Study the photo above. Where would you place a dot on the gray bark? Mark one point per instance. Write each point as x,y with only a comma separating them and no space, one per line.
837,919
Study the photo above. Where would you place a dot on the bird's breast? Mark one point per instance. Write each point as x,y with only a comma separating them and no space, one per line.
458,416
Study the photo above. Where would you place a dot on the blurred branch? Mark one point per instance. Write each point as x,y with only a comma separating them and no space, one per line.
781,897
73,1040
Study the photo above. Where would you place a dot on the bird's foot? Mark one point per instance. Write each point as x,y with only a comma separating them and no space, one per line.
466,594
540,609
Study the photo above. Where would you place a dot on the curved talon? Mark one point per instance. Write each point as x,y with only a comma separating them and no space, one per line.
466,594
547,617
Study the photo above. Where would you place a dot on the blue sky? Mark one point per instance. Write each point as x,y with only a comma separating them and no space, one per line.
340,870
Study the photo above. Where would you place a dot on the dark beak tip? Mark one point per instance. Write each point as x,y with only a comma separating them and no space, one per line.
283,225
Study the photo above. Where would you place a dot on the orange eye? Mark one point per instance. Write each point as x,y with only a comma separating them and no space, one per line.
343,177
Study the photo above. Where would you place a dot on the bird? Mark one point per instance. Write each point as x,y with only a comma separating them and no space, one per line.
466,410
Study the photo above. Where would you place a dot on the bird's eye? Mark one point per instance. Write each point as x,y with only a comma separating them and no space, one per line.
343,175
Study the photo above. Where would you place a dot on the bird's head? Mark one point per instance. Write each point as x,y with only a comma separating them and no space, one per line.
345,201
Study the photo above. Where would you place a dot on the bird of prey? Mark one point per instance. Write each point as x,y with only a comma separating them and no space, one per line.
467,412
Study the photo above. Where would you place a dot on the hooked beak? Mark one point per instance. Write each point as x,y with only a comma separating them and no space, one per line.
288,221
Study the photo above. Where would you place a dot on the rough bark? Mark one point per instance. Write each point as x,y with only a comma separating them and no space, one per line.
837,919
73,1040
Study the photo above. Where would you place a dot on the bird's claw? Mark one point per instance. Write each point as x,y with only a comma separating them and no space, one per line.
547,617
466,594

-------------------------

Please transcribe the whole listing exactly as it stands.

• [Answer space]
Study the photo above. Where would you place a dot on the gray bark? Mark one point per instance. Write each point as x,y with only a comma separating them and no space, one per line.
837,919
Study the photo above. Where would you place a dot on the bird's breast? Mark one point per instance. Write each point as x,y with only a comma separating them and no space, one per line.
458,416
Study the photo above. Where would you place a dot on the blurred branch? Mark one point per instance. Write each point as x,y with only a comma separating them and no space, one per line.
781,897
73,1040
Study the photo above. Where would you place a dot on the bird's foot? Mark one point per instance. Write each point as x,y with only a comma separating them and no space, one per line.
466,594
540,609
Study the photo above. Where would you place a dot on the curved talon? Mark one point per instance. Write each point as x,y with only a comma separating them and no space, one per line.
466,594
547,617
Study the photo above. Where would you place a dot on the blue sky? Mark one point per instance. Write each point as x,y with only a comma separating them and no space, one per line.
340,870
Study the photo above. Where would you place a dot on the dark beak tip? Mark one point per instance. Write each point as x,y with only a comma separating them and no space, one per line.
283,225
Study the photo above. Where would you place a dot on the orange eye? Mark one point per instance. Write each point as x,y with only a comma separating them and no space, one per line.
343,177
Study the photo above. Where would you place a dot on the bird? Mark one point per instance. Write each point as x,y with only a comma separating them and no space, one per line.
466,410
Study the photo above. Where would you place a dot on the bird's eye? Mark one point per instance. Write each point as x,y with only a comma separating them and no space, one per line.
343,175
Study the photo above. Where would you place a dot on the bird's head? Mark one point per instance. Write each point as x,y with only a comma separating them and no space, one per line.
345,201
Study the photo above. Where would you place a dot on the bird of prey? Mark one point per instance. Write each point as x,y with only a comma separating them and no space, one per line.
467,412
Study the photo above. Where would you place a dot on the hooked beak? Mark one point per instance. Write each point as x,y with only a comma separating them and no space, one per line.
288,221
Study the photo above. Where would you place a dot on the rough bark? Mark one point per instance. Write each point as x,y with only a comma separating them and no space, one per line.
837,919
73,1040
Study the photo above. Where would you place a dot on the bird's claw? Mark one point per instance. Write each point as x,y with only a comma separating them and no space, one per line.
547,617
466,594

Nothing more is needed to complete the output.